Task requirements:
1. According to the forum reply about ethanol, why can't ethanol be put into the pipeline system?
2. Decide whether each statement agrees with the forum reply about ethanol, answering yes or no and quoting the words that decide it: (a) Corn is used because it is easy to grow and cheap. (b) Fermenting corn stalks and switchgrass has been made cost-competitive with grain on a commercial scale. (c) Corn is hauled to the ethanol distillery by train.
3. Continue the forum reply about ethanol from the point where it stops.

Excerpt provided:
####
While we're, sort of, on the subject - another Q for you, Fox Chapel Lion...
Am I correct in my understanding that the whole ethanol thing is nothing more than a DC boondoggle and welfare for the Midwest farm lobby? I've heard that it takes almost as much energy to produce a given quantity of ethanol as is derived from burning it...and the idea of turning food into fuel (on a planet with starving people) just seems wrong.
Yours is an opinion shared with many people, EB.
To the best of my ability I'll try to stick to the facts as I understand them and anybody reading can draw their own conclusions.
In order to make ethanol you need feedstock with a lot of sugar. Corn has lots of sugar. It's easy to grow and you have an abundant supply that is cheap. That is why it's used. It would be awesome to be able to ferment corn stalks, weeds, switchgrass and all that trash - problem is nobody has worked out the chemistry yet to make it work on a commercial scale that is cost-competitive vs grain.
As for energy balance, studies have tried to add it all up - how many BTU to plant it, fertilize it, cultivate it, harvest it. That takes a lot of diesel and a lot of agrichemicals (which also need manufactured and moved around). Then you load it onto a train and haul it to the ethanol distillery. Now clean it, crush it, mash it, distill it, yadda yadda yadda. Load it onto a rail car or a truck and haul it off somewhere - maybe hundreds of miles. Ethanol absorbs water by the way so you cannot put it into the pipeline system.
####
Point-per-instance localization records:
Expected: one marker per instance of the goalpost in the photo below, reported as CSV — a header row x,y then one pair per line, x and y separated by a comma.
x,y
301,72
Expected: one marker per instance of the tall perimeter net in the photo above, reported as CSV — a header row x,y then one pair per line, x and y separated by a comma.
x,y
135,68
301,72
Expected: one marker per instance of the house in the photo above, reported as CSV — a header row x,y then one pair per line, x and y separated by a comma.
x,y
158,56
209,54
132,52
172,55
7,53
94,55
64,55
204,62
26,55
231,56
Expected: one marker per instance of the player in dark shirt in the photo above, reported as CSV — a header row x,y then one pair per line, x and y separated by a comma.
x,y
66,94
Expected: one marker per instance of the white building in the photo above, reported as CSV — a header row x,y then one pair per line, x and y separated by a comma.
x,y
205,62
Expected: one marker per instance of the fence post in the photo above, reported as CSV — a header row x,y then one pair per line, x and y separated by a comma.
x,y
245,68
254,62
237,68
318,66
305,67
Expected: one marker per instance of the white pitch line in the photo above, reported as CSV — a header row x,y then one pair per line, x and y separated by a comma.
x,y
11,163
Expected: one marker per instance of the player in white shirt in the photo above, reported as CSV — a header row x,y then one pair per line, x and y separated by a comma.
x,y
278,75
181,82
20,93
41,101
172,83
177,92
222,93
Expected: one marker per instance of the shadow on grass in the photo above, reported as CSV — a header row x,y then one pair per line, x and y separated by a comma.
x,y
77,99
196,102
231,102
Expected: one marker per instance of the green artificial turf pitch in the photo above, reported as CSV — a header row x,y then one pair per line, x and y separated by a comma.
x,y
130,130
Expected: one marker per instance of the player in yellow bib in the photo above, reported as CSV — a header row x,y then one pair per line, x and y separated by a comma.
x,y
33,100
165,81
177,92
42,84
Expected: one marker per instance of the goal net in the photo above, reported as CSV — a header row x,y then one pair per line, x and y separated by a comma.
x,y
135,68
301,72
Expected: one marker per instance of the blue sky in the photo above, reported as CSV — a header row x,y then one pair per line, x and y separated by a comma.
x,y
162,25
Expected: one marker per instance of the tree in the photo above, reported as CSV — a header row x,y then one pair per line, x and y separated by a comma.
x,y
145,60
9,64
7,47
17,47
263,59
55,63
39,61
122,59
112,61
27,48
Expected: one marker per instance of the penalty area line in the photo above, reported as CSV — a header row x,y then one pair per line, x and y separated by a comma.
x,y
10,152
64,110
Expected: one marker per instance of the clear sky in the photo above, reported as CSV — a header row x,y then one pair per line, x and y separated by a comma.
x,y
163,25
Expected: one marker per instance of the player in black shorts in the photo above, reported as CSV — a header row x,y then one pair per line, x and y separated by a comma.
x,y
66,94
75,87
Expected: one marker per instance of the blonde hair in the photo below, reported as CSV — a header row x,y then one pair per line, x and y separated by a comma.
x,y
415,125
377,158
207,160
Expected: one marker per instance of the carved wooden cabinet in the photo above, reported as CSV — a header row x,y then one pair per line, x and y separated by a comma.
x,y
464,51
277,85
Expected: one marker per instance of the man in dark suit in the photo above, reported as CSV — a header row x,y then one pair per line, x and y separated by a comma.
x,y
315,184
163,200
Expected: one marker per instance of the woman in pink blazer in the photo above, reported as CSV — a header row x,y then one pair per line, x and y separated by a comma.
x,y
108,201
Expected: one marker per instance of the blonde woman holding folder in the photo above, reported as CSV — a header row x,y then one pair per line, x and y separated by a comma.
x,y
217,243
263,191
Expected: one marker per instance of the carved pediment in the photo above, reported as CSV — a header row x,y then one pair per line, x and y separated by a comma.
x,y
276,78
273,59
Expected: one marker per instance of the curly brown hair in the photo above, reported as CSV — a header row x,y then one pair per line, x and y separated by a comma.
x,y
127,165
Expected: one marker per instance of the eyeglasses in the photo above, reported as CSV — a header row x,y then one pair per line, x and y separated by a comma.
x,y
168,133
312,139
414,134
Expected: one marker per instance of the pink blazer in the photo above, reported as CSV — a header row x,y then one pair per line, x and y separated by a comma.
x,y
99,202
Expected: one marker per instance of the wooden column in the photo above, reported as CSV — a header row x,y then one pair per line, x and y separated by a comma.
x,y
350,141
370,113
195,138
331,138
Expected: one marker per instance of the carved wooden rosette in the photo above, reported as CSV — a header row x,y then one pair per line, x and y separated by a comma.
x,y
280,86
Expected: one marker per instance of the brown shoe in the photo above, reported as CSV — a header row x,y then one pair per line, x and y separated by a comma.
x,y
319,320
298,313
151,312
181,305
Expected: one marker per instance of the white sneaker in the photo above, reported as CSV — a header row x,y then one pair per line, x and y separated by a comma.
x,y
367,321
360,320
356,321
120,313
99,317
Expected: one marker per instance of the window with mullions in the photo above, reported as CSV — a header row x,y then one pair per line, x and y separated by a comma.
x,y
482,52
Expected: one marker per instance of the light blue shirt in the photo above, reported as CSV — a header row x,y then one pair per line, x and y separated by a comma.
####
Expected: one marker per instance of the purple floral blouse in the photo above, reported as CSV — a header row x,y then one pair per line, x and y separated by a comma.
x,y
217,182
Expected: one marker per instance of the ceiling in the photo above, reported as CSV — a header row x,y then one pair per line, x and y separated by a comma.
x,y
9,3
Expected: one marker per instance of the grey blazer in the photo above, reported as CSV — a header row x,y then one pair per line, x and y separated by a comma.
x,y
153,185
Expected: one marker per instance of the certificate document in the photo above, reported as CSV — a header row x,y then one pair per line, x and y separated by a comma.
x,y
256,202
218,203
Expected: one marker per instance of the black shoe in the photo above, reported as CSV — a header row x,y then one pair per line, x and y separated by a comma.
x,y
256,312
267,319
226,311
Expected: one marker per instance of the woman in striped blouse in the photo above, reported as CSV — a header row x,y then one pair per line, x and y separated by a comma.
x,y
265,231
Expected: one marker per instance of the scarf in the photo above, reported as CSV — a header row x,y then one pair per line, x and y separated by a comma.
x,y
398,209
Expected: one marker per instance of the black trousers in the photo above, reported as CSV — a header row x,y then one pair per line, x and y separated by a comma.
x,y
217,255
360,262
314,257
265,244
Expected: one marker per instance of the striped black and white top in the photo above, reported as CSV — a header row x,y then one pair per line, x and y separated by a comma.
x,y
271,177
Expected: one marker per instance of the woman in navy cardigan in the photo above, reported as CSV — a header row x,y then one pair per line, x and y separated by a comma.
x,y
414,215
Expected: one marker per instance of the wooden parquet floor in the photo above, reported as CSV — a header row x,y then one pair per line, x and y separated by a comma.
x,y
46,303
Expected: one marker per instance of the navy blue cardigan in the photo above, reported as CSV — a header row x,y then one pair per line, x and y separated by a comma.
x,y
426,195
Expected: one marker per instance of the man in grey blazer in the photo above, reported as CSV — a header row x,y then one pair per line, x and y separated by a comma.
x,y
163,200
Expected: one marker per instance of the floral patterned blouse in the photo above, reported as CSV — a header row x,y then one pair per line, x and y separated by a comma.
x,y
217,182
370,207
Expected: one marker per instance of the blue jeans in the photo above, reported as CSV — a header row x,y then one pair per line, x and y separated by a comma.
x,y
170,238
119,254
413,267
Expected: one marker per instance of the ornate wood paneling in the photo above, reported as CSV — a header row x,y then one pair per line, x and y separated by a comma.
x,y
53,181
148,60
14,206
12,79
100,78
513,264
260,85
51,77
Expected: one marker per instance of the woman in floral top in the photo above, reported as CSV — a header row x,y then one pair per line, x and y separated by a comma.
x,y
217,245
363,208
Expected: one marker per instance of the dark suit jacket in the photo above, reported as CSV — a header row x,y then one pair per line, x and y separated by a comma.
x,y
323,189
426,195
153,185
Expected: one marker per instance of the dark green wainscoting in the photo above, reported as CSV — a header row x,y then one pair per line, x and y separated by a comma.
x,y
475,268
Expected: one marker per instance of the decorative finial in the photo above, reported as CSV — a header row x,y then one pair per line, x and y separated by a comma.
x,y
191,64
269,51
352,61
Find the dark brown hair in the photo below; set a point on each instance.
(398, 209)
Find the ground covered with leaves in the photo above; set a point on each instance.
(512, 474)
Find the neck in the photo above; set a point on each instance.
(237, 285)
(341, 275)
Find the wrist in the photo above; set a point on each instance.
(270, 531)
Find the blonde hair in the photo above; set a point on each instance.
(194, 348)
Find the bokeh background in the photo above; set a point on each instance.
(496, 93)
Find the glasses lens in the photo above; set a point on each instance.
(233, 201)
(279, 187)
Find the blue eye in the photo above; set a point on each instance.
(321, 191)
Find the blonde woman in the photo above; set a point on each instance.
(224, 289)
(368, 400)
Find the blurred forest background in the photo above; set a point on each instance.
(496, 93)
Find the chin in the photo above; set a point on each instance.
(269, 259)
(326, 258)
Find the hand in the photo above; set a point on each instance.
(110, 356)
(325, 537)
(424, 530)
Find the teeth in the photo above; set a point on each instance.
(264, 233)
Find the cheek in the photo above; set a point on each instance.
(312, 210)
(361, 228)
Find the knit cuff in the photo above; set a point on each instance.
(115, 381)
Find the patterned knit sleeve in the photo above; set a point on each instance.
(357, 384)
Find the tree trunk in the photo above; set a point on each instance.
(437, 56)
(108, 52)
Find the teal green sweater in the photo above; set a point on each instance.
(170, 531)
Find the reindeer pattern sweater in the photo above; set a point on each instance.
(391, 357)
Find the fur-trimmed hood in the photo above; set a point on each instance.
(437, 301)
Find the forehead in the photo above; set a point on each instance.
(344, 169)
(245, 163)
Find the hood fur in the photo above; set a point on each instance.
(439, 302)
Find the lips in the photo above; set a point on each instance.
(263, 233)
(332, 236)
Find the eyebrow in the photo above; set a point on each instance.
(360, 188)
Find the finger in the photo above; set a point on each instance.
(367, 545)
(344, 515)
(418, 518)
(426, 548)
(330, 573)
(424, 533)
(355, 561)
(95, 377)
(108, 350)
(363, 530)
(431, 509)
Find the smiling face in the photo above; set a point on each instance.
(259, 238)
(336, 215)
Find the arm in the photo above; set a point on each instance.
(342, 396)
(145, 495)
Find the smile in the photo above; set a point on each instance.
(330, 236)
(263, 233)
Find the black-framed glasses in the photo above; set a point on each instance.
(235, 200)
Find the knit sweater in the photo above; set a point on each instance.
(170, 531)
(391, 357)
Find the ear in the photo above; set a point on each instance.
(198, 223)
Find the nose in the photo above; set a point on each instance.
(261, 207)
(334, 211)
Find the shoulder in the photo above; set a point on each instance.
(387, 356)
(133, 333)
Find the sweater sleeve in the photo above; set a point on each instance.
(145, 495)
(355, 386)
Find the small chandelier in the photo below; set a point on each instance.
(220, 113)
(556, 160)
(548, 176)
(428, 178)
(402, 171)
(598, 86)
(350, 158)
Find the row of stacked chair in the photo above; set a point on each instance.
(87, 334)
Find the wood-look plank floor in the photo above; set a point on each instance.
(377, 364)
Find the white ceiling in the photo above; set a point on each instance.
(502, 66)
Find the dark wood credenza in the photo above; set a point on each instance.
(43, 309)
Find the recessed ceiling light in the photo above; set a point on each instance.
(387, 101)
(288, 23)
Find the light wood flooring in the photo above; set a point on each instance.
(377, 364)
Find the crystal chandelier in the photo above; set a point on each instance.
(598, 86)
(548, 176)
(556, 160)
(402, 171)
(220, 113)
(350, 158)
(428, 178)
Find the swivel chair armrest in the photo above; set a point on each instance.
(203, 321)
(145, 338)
####
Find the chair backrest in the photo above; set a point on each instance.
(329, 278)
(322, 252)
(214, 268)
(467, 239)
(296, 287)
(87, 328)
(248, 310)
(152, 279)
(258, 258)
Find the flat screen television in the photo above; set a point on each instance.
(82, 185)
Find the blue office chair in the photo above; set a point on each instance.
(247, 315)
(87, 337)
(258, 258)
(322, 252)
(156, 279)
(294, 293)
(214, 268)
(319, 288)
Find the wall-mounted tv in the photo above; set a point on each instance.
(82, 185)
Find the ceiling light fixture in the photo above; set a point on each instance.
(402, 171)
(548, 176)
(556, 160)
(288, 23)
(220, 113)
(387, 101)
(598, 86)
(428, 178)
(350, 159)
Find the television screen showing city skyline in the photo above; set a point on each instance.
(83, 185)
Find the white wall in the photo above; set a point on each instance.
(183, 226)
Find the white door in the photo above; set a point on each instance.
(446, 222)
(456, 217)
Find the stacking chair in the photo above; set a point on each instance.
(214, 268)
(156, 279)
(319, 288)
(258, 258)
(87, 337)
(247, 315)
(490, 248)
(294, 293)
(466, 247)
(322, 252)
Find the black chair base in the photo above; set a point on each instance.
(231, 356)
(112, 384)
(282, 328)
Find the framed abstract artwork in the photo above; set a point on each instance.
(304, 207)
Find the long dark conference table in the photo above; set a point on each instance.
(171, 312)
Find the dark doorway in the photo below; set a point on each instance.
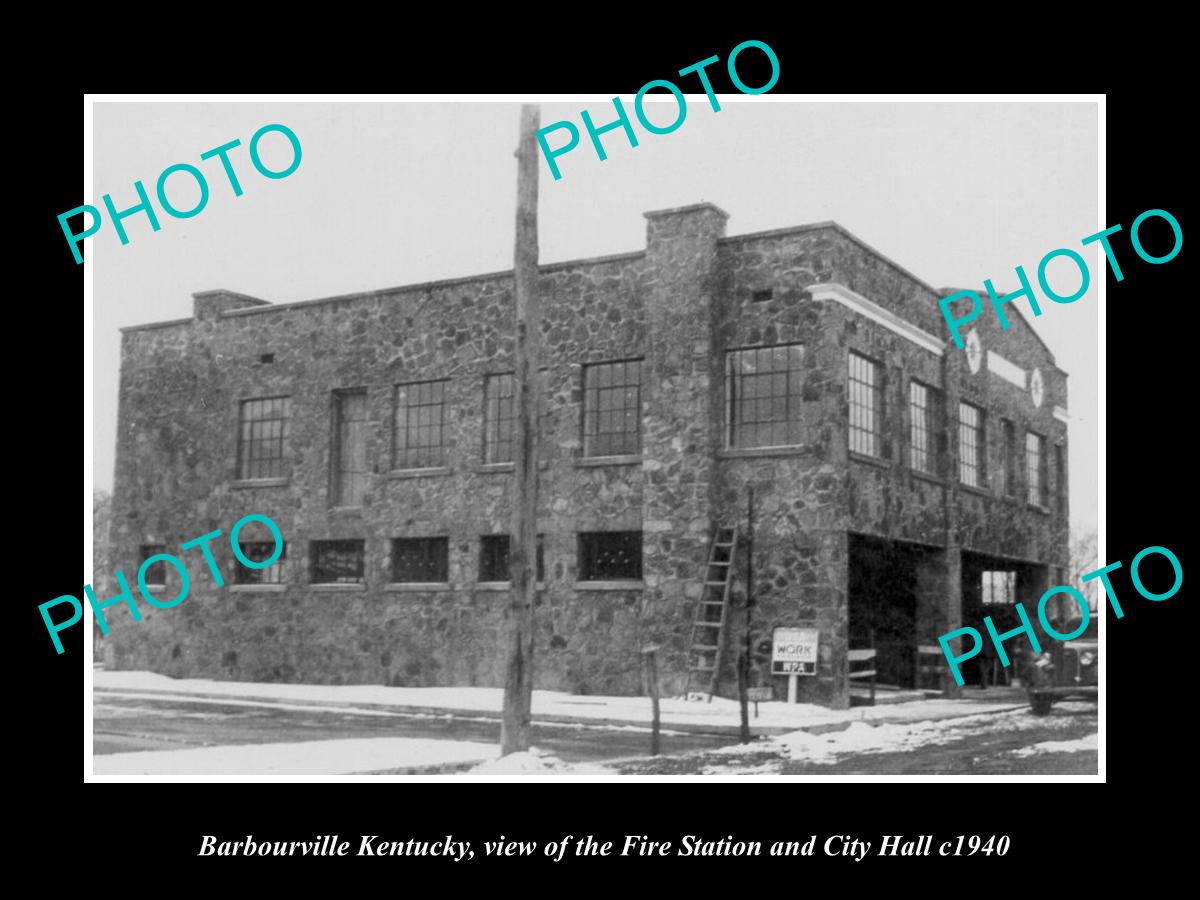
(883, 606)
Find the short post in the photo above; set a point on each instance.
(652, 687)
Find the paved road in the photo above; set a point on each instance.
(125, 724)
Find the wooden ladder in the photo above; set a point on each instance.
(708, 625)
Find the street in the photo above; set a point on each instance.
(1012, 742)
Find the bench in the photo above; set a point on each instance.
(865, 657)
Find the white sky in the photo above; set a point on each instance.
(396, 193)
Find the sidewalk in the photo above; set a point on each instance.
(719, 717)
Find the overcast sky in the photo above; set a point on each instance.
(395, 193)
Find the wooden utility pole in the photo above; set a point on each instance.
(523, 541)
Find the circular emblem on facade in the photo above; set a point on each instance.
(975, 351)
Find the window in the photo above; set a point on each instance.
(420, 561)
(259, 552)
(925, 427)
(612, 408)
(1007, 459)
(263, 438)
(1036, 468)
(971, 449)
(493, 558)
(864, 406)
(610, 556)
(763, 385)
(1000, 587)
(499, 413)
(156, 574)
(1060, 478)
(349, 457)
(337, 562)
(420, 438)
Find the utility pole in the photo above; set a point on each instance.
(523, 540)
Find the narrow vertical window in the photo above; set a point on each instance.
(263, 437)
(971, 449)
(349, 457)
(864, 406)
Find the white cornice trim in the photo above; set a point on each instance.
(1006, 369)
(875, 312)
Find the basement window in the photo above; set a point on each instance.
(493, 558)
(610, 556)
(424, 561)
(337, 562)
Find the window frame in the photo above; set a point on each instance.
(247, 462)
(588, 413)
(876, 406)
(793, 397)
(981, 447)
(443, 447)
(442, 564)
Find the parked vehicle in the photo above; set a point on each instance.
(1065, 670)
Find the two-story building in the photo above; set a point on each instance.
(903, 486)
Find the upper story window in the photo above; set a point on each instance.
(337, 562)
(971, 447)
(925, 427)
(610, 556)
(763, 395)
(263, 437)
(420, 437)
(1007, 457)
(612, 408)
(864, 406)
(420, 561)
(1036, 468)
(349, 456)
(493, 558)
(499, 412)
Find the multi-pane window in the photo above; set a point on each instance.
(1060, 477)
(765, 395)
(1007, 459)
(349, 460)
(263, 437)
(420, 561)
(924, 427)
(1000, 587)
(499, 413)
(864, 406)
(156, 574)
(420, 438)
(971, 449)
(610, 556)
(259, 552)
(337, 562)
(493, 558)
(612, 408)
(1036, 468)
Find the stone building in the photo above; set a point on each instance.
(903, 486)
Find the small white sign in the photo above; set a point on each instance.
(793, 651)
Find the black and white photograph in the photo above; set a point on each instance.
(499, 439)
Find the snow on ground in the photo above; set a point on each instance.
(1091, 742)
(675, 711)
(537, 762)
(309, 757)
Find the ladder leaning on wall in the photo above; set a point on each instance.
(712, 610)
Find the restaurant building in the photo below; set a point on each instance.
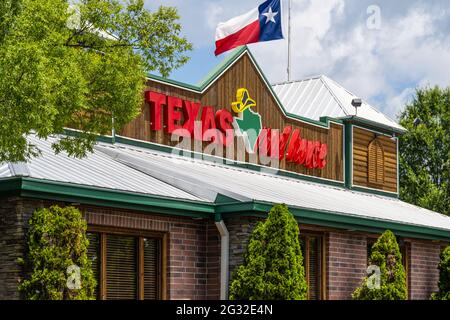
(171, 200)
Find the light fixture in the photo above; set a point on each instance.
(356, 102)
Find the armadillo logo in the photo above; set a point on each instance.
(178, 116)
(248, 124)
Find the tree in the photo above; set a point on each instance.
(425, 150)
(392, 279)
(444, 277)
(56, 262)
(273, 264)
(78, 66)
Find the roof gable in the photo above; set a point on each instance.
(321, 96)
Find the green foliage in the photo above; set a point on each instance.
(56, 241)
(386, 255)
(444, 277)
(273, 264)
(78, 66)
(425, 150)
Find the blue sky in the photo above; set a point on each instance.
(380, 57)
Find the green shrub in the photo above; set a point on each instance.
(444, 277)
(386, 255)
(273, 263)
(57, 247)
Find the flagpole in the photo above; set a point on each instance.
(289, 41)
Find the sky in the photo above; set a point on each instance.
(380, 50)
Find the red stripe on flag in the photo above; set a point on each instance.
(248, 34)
####
Results by task:
1. Ethanol absorbs water.

2.
(a) Yes: "It's easy to grow and you have an abundant supply that is cheap. That is why it's used."
(b) No: "problem is nobody has worked out the chemistry yet to make it work on a commercial scale that is cost-competitive vs grain."
(c) Yes: "Then you load it onto a train and haul it to the ethanol distillery."

3.
Now, you have it at the Terminal, you have to tank it, take care of it, and then add it to base gasoline, LOWERING the BTU content of each blended gallon.
So is it a net energy loser? You tell me. Some say it is energy-positive, others say the more you make, the further you go in the hole energy-wise.
Now all that said, ETOH certainly has some good properties, make no mistake. Yes it is 100% renewable - you can always grow more corn. It is extremely clean burning - it's good for pollution and good to clean out the innards of your fuel system and engine. It has outstanding octane properties. It's cheaper than gasoline (usually). The corn residue is processed into a product called DDG - Dried Distiller's Grains - and sold as cattle feed. It's actually pretty good stuff - the protein is concentrated and all the sugar is taken out. Byproduct sales lower your total costs and increase your margin.
Of course the entire enterprise is heavily politicized and lobbied to a fare-thee-well. There is a hell of a lot of people and a lot of livelihoods involved with it. You got farm subsidies, fuel taxes, EPA pollution regs, RIND Blending Credits, agribusiness, railroads, barge companies, trucking companies, chemical companies, refiners, fuel marketers, automakers, agricultural finance, insurance - everybody has their own interests to protect. And all their interests conflict.